• _Текст для чтения_
Олег Богаев, Кирилл Серебренников

АНТОНИЙ&КЛЕОПАТРА. ВЕРСИЯ

Чадра и камуфляж

Чулпан Хаматова и Сергей Шакуров сыграли Клеопатру и Антония
Кирилл Серебренников решил ни много ни мало столкнуть на сцене две цивилизации – восточную и западную. И попытался осовременить «Антония и Клеопатру» Шекспира в духе телерепортажа.

Скрытая камера фиксирует страстный клубок тел – собирает компромат на высокопоставленного военного. Солдаты смотрят, не отрываясь, проклиная обабившегося военачальника Марка Антония. Мерный голос через репродуктор ведет урок некоего восточного языка – как поздороваться, заказать еду, попросить о помощи, если пропала твоя жена...
Восточные фразы звучат неразборчиво, и римские (российские ли, натовские – в общем, европейские) солдаты пропускают эти уроки мимо ушей: больно хлопотно постигать тех, чью территорию вы взяли под контроль.
Бывалый вояка Марк Антоний (Сергей Шакуров), что нашел свою душу – Клеопатру (Чулпан Хаматова), вернувшись в Рим, вынужден играть по правилам мальчишки Цезаря (Иван Стебунов) с душою клерка.
До известного момента он терпит эти правила, даже женится на сестре Цезаря Октавии с внешностью дорогой секретарши (Мария Аниканова), пока молодцы Цезаря не закалывают по-подлому, столовыми ножами за накрытым столом, боевого командира Помпея (Артур Смольянинов), который сторговался с римскими федералами и приехал подписывать мирный договор.

• _Записи_

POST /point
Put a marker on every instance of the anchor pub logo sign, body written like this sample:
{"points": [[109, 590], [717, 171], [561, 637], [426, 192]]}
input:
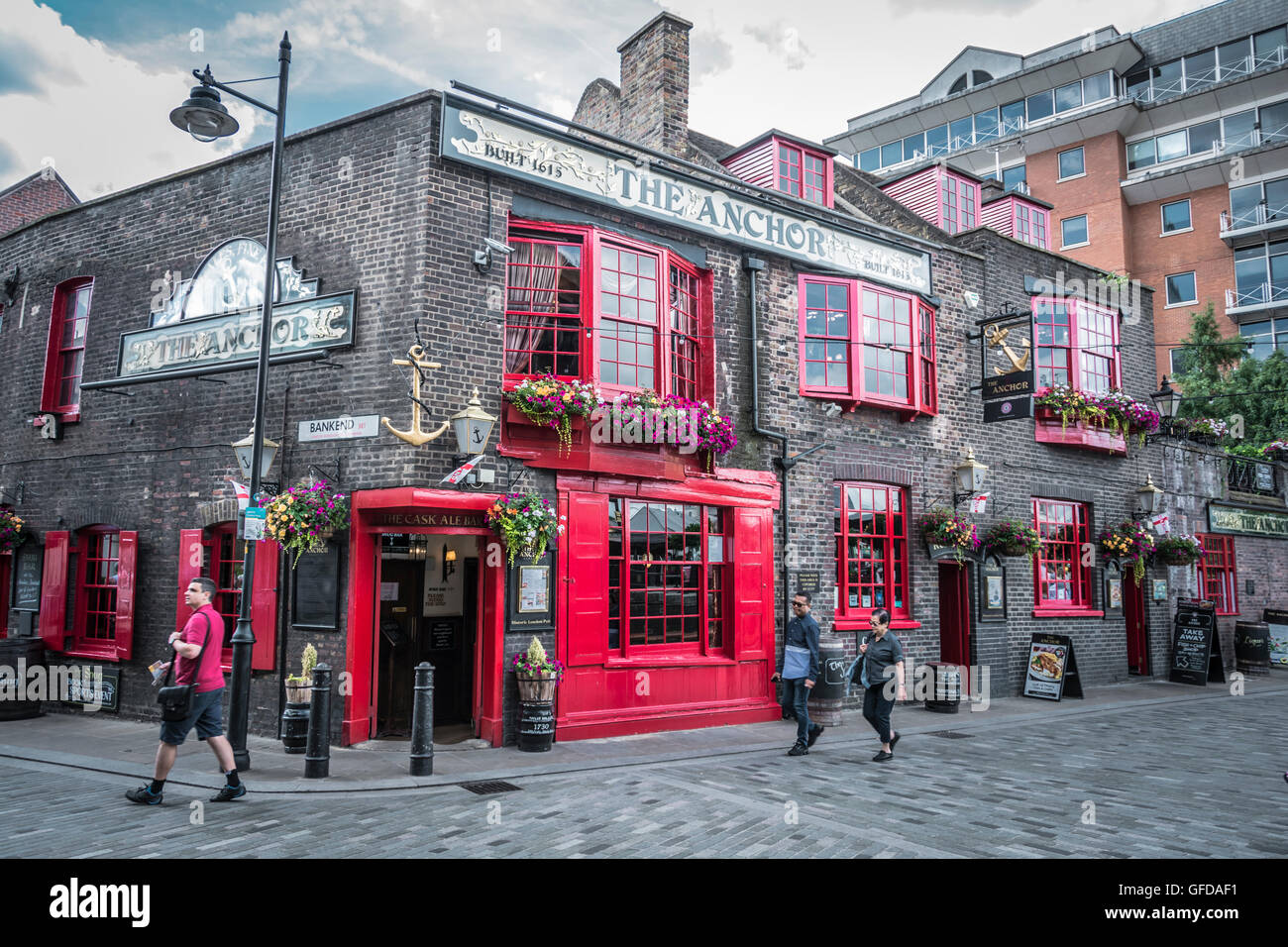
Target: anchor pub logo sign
{"points": [[214, 317]]}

• _Условие задания_
Замените в тексте о спектакле «репродуктор» на «громкоговоритель» и приведите заново фрагмент между словами «Чулпан Хаматова и» и «пропала твоя жена...» включительно.

• _Ответ к заданию_
Чулпан Хаматова и Сергей Шакуров сыграли Клеопатру и Антония
Кирилл Серебренников решил ни много ни мало столкнуть на сцене две цивилизации – восточную и западную. И попытался осовременить «Антония и Клеопатру» Шекспира в духе телерепортажа.

Скрытая камера фиксирует страстный клубок тел – собирает компромат на высокопоставленного военного. Солдаты смотрят, не отрываясь, проклиная обабившегося военачальника Марка Антония. Мерный голос через громкоговоритель ведет урок некоего восточного языка – как поздороваться, заказать еду, попросить о помощи, если пропала твоя жена...